■ THE REQUEST
Change every occurrence of "exterior ring" to "outer ring" in the data below, and write the data out again with everything else left unchanged and the pictures omitted.

Outline labeling records
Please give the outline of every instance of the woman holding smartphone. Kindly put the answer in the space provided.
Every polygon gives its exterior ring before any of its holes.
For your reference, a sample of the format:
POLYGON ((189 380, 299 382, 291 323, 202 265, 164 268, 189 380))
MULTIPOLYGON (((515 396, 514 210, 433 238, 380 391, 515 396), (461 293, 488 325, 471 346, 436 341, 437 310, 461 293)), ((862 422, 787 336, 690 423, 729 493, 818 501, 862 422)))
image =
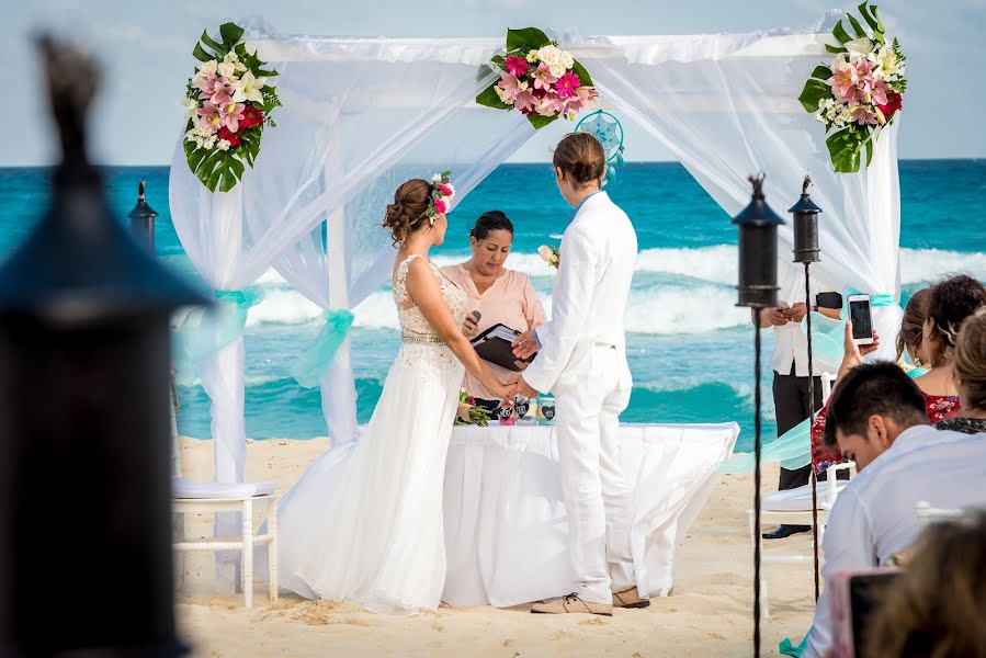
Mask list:
MULTIPOLYGON (((966 318, 986 306, 986 287, 973 279, 960 274, 939 282, 928 297, 928 316, 921 330, 922 365, 927 373, 915 377, 927 405, 928 418, 932 423, 954 416, 962 405, 955 388, 953 356, 959 330, 966 318)), ((846 355, 839 375, 862 363, 863 356, 880 344, 876 337, 872 344, 860 347, 853 340, 851 324, 846 327, 846 355)), ((838 385, 838 381, 836 382, 838 385)), ((841 455, 829 453, 821 445, 825 432, 826 410, 823 409, 812 423, 812 465, 815 473, 841 461, 841 455)))

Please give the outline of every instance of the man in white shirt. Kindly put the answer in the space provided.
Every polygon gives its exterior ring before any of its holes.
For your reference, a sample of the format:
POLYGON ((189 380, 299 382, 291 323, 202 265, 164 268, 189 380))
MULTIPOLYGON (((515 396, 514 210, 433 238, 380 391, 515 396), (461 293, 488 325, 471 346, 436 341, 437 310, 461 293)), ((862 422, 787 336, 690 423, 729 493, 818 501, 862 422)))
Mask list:
MULTIPOLYGON (((825 282, 812 277, 813 307, 805 303, 805 274, 801 263, 787 263, 782 270, 778 298, 781 306, 766 308, 760 311, 757 322, 753 311, 753 325, 760 328, 773 327, 774 349, 770 356, 773 370, 773 404, 778 421, 778 436, 812 415, 808 400, 808 341, 802 330, 802 321, 808 310, 815 310, 830 318, 839 318, 841 296, 831 291, 825 282), (819 295, 819 293, 825 293, 819 295)), ((821 408, 821 366, 813 364, 815 376, 815 410, 821 408)), ((781 468, 778 489, 796 489, 808 484, 812 465, 802 468, 781 468)), ((811 525, 782 525, 773 532, 766 533, 763 538, 775 540, 798 532, 807 532, 811 525)))
MULTIPOLYGON (((885 565, 910 547, 920 501, 949 509, 986 504, 986 434, 927 423, 921 392, 896 364, 860 365, 839 381, 825 440, 860 474, 839 494, 826 524, 826 583, 836 571, 885 565)), ((803 658, 821 658, 831 647, 828 591, 815 608, 803 658)))

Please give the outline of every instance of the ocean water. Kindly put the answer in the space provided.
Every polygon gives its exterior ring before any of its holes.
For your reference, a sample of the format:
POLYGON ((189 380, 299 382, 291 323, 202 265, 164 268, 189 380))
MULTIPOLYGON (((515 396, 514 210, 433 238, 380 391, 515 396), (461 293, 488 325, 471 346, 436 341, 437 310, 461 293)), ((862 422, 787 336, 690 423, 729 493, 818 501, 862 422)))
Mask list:
MULTIPOLYGON (((123 219, 145 177, 157 220, 158 254, 192 272, 168 212, 167 167, 107 168, 110 203, 123 219)), ((0 169, 0 254, 30 232, 47 195, 44 169, 0 169)), ((986 280, 986 160, 900 162, 902 283, 905 298, 944 273, 986 280)), ((627 310, 627 349, 635 387, 628 422, 737 421, 738 450, 752 435, 752 333, 749 311, 734 306, 736 229, 678 163, 628 163, 608 189, 636 226, 641 254, 627 310)), ((782 204, 783 205, 783 204, 782 204)), ((468 256, 468 229, 484 211, 498 208, 517 236, 507 265, 526 272, 551 304, 552 272, 536 256, 557 243, 570 208, 544 164, 505 164, 450 215, 440 264, 468 256)), ((367 217, 367 222, 376 222, 367 217)), ((823 249, 824 249, 823 245, 823 249)), ((246 331, 247 434, 305 439, 326 433, 318 389, 291 377, 291 365, 317 336, 320 310, 269 272, 259 282, 264 300, 251 309, 246 331)), ((352 332, 359 417, 370 419, 399 345, 390 293, 382 286, 356 309, 352 332)), ((764 333, 764 359, 772 337, 764 333)), ((770 371, 764 367, 764 438, 775 432, 770 371)), ((209 435, 208 399, 200 386, 181 388, 180 430, 209 435)))

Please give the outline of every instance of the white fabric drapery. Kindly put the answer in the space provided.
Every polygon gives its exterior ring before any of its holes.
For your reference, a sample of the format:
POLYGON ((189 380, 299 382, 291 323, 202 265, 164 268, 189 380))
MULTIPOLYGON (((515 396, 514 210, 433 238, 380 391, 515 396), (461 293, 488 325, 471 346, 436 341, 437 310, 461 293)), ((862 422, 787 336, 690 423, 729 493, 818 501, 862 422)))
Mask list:
MULTIPOLYGON (((393 250, 379 218, 397 184, 449 167, 461 200, 533 134, 519 113, 473 101, 495 79, 483 65, 501 38, 279 37, 256 29, 248 37, 281 71, 284 103, 277 127, 264 134, 257 168, 227 195, 205 191, 180 149, 171 168, 175 229, 216 287, 241 287, 281 263, 288 280, 315 291, 309 298, 325 294, 329 307, 352 308, 389 275, 393 250), (239 212, 214 212, 225 205, 216 197, 230 195, 241 197, 239 212), (324 220, 343 243, 330 240, 325 271, 319 262, 291 274, 284 263, 307 248, 324 220), (339 222, 344 227, 336 228, 344 230, 333 230, 339 222), (344 262, 332 260, 339 258, 344 262), (317 281, 322 275, 325 287, 317 281)), ((824 41, 752 33, 571 37, 563 45, 592 73, 604 104, 667 145, 727 213, 749 201, 747 175, 763 171, 768 202, 783 215, 809 173, 813 198, 824 209, 819 275, 896 299, 896 127, 882 135, 869 170, 832 172, 823 126, 796 100, 813 68, 829 58, 824 41)), ((791 227, 780 235, 783 256, 791 227)), ((898 315, 896 307, 877 309, 877 330, 892 336, 898 315)), ((237 341, 209 368, 217 477, 241 475, 241 350, 237 341)), ((355 428, 348 345, 322 387, 329 432, 345 440, 355 428)))

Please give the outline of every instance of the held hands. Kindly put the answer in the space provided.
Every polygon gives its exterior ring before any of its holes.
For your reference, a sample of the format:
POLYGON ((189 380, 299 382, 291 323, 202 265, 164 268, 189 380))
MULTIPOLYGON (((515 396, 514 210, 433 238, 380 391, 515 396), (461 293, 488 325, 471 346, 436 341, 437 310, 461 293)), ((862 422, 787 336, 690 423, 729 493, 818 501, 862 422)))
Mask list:
POLYGON ((520 359, 530 359, 537 353, 537 339, 534 330, 524 331, 513 339, 513 355, 520 359))
POLYGON ((466 319, 462 324, 462 334, 469 340, 479 334, 479 318, 476 317, 476 313, 466 315, 466 319))
POLYGON ((798 302, 791 308, 782 308, 781 313, 787 318, 789 322, 800 324, 808 315, 808 307, 804 302, 798 302))
POLYGON ((525 398, 537 397, 537 392, 531 388, 530 384, 524 382, 523 377, 517 375, 510 378, 507 383, 507 386, 510 387, 508 395, 508 401, 512 405, 513 399, 518 396, 525 398))

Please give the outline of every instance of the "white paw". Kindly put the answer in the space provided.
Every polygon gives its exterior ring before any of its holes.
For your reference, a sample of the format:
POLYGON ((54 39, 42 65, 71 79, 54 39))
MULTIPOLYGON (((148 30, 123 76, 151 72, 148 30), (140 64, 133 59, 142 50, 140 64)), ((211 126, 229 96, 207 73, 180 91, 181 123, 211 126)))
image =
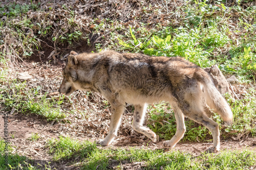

■ PROBLEM SOLUTION
Please give the outline of every instance of the woman holding smartphone. Kindly put the answer in the space provided.
Every polygon gives its outer ring before any of its holes.
For your reference, a sample of the format:
POLYGON ((189 380, 299 382, 291 323, 202 265, 164 268, 189 380))
MULTIPOLYGON (((515 396, 514 210, 433 238, 380 391, 515 396), (461 293, 488 325, 471 346, 436 341, 437 310, 461 293)), ((862 422, 787 336, 690 423, 729 493, 818 501, 862 422)))
image =
Mask list:
MULTIPOLYGON (((966 318, 986 306, 986 287, 973 279, 960 274, 939 282, 928 297, 928 316, 921 330, 922 365, 927 373, 915 377, 927 405, 928 418, 932 423, 954 416, 962 405, 955 388, 953 356, 959 330, 966 318)), ((846 355, 839 375, 862 363, 863 356, 880 344, 876 337, 872 344, 860 347, 853 340, 851 324, 846 327, 846 355)), ((838 385, 838 381, 836 382, 838 385)), ((841 455, 829 453, 821 445, 825 432, 826 410, 823 409, 812 423, 812 465, 815 473, 841 461, 841 455)))

Please give the outline of every instance of the man in white shirt. Kindly put the answer in the space provided.
Every polygon gives its outer ring before any of its holes.
For your reference, a sample of the format:
POLYGON ((189 380, 299 382, 291 323, 202 265, 164 268, 189 380))
MULTIPOLYGON (((515 396, 514 210, 433 238, 380 391, 515 396), (461 293, 488 325, 471 346, 436 341, 437 310, 461 293)), ((862 422, 787 336, 690 423, 729 493, 818 501, 862 422)))
Mask list:
MULTIPOLYGON (((825 282, 812 277, 813 307, 805 303, 805 274, 801 263, 787 263, 782 270, 778 298, 781 306, 766 308, 760 311, 757 322, 753 311, 753 325, 760 328, 773 327, 774 349, 770 356, 773 370, 773 404, 778 421, 778 436, 812 415, 808 400, 808 341, 802 330, 802 321, 808 310, 815 310, 830 318, 839 318, 841 296, 831 291, 825 282), (819 295, 819 293, 825 293, 819 295)), ((821 408, 821 366, 813 364, 815 376, 815 410, 821 408)), ((781 468, 778 489, 796 489, 808 484, 812 465, 802 468, 781 468)), ((811 525, 782 525, 773 532, 766 533, 763 538, 775 540, 798 532, 807 532, 811 525)))
MULTIPOLYGON (((885 565, 910 547, 920 501, 949 509, 986 504, 986 434, 927 423, 921 392, 896 364, 860 365, 839 381, 825 440, 860 474, 839 494, 826 524, 826 583, 836 571, 885 565)), ((803 658, 821 658, 831 647, 828 591, 815 608, 803 658)))

Please give the outline of every instance of the ocean water. Kindly put the answer in the space provided.
Every polygon gives its outer ring before any of its holes.
For your reference, a sample of the format:
POLYGON ((189 380, 299 382, 291 323, 202 265, 164 268, 189 380))
MULTIPOLYGON (((515 396, 514 210, 433 238, 380 391, 515 396), (461 293, 488 325, 471 346, 436 341, 437 310, 461 293)), ((862 422, 787 336, 690 423, 729 493, 818 501, 862 422)))
Mask list:
MULTIPOLYGON (((123 219, 145 177, 157 220, 158 254, 192 272, 168 212, 167 167, 107 168, 110 203, 123 219)), ((0 169, 0 254, 30 232, 47 195, 44 169, 0 169)), ((986 280, 986 160, 900 162, 902 283, 905 298, 944 273, 986 280)), ((627 310, 627 349, 635 387, 628 422, 737 421, 738 450, 752 435, 752 333, 749 311, 734 306, 736 229, 678 163, 628 163, 608 189, 636 226, 641 254, 627 310)), ((782 204, 783 205, 783 204, 782 204)), ((468 256, 468 229, 484 211, 498 208, 517 236, 507 265, 526 272, 551 304, 552 272, 536 256, 557 243, 570 208, 544 164, 505 164, 450 215, 440 264, 468 256)), ((367 217, 367 222, 376 222, 367 217)), ((823 249, 824 249, 823 245, 823 249)), ((246 331, 247 434, 305 439, 326 433, 318 389, 291 377, 291 365, 317 336, 320 310, 269 272, 259 282, 264 300, 251 309, 246 331)), ((352 332, 359 417, 370 419, 399 345, 390 293, 382 286, 356 309, 352 332)), ((764 333, 764 359, 772 337, 764 333)), ((770 371, 764 367, 764 438, 775 432, 770 371)), ((209 435, 208 399, 200 386, 181 388, 180 430, 209 435)))

Please give the outline of every instance of the white fabric drapery. Kindly put the answer in the space provided.
Every polygon gives its outer ring before any of its holes.
For your reference, a sample of the format:
POLYGON ((189 380, 299 382, 291 323, 202 265, 164 268, 189 380))
MULTIPOLYGON (((515 396, 514 210, 433 238, 380 391, 515 396), (461 293, 488 325, 471 346, 436 341, 437 310, 461 293)), ((862 422, 787 336, 690 423, 729 493, 818 501, 862 422)))
Mask list:
MULTIPOLYGON (((393 250, 379 218, 397 184, 449 167, 461 200, 533 134, 519 113, 473 101, 495 79, 483 65, 501 38, 279 37, 256 29, 248 37, 281 71, 284 103, 277 127, 264 134, 257 168, 227 195, 205 191, 180 149, 171 168, 175 229, 216 287, 241 287, 281 263, 288 280, 315 291, 309 298, 325 294, 329 307, 352 308, 389 275, 393 250), (239 212, 214 212, 225 205, 216 197, 230 195, 241 197, 239 212), (324 220, 343 243, 330 240, 325 271, 319 262, 291 274, 284 263, 307 248, 324 220), (339 222, 344 227, 336 228, 344 230, 333 230, 339 222), (344 262, 332 260, 339 258, 344 262), (317 281, 322 275, 325 287, 317 281)), ((824 41, 752 33, 571 37, 563 45, 592 73, 604 104, 667 145, 727 213, 749 201, 747 175, 763 171, 768 202, 783 215, 809 173, 813 198, 824 209, 819 275, 896 299, 896 127, 882 135, 869 170, 832 172, 823 126, 796 100, 813 68, 829 58, 824 41)), ((791 227, 780 235, 783 256, 791 227)), ((898 315, 896 307, 877 309, 877 330, 892 336, 898 315)), ((237 341, 209 368, 217 477, 241 475, 241 350, 237 341)), ((355 428, 348 345, 322 387, 329 432, 345 440, 355 428)))

Please give the outline of every instance of the held hands. Kindly put the answer in the space provided.
Every polygon gives its outer ring before any of its holes.
For your reference, a sample of the format:
POLYGON ((189 380, 299 382, 291 323, 202 265, 164 268, 189 380))
MULTIPOLYGON (((515 396, 514 210, 433 238, 380 391, 515 396), (461 293, 488 325, 471 346, 436 341, 437 310, 461 293)), ((862 422, 787 336, 690 423, 729 493, 818 501, 862 422)))
Mask list:
POLYGON ((520 359, 530 359, 537 353, 537 339, 534 330, 524 331, 513 339, 513 355, 520 359))
POLYGON ((466 319, 462 324, 462 334, 469 340, 479 334, 479 318, 476 317, 476 313, 466 315, 466 319))
POLYGON ((798 302, 791 308, 782 308, 781 313, 787 318, 789 322, 800 324, 808 315, 808 307, 804 302, 798 302))
POLYGON ((525 398, 537 397, 537 392, 531 388, 530 384, 524 382, 523 377, 517 375, 510 378, 507 383, 507 386, 510 387, 508 395, 508 401, 512 405, 513 399, 518 396, 525 398))

Please give the outline of every instance of the "white paw". Kindly put the answer in the space provided.
Every polygon gives its outer ring before any of its holes.
For your reference, a sample of the format:
POLYGON ((54 39, 42 65, 71 79, 54 39))
MULTIPOLYGON (((148 30, 123 76, 151 72, 148 30), (140 64, 133 59, 142 50, 140 64)), ((211 126, 229 96, 207 73, 180 91, 181 123, 211 126)))
image =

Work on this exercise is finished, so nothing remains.